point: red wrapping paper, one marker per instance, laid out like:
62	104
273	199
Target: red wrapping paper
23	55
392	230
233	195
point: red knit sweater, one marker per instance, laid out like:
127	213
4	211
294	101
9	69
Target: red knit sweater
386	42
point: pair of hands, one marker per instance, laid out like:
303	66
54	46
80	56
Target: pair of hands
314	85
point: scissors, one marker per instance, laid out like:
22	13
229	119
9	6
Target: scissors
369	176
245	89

Task description –
Can you express every line of the listing above as a JSON list of strings, one string per line, with blank lines left out?

In response –
[
  "point: red wrapping paper, one marker per instance, laid out like:",
  "62\t104",
  "273\t199",
  "Target: red wrapping paper",
  "23\t55",
  "392\t230",
  "233\t195",
  "point: red knit sweater, one marker per instance, laid out like:",
  "127\t213",
  "4\t211",
  "294\t101",
  "9\t69",
  "Target: red knit sweater",
  "386\t42",
  "point: pair of hands, one marker per instance, laid out like:",
  "303\t66",
  "54\t46",
  "80\t56",
  "Target: pair of hands",
  "314\t85",
  "point: scissors, one marker per instance, laid out like:",
  "22\t13",
  "229\t119",
  "9\t6",
  "Target: scissors",
  "369\t176",
  "245\t89"
]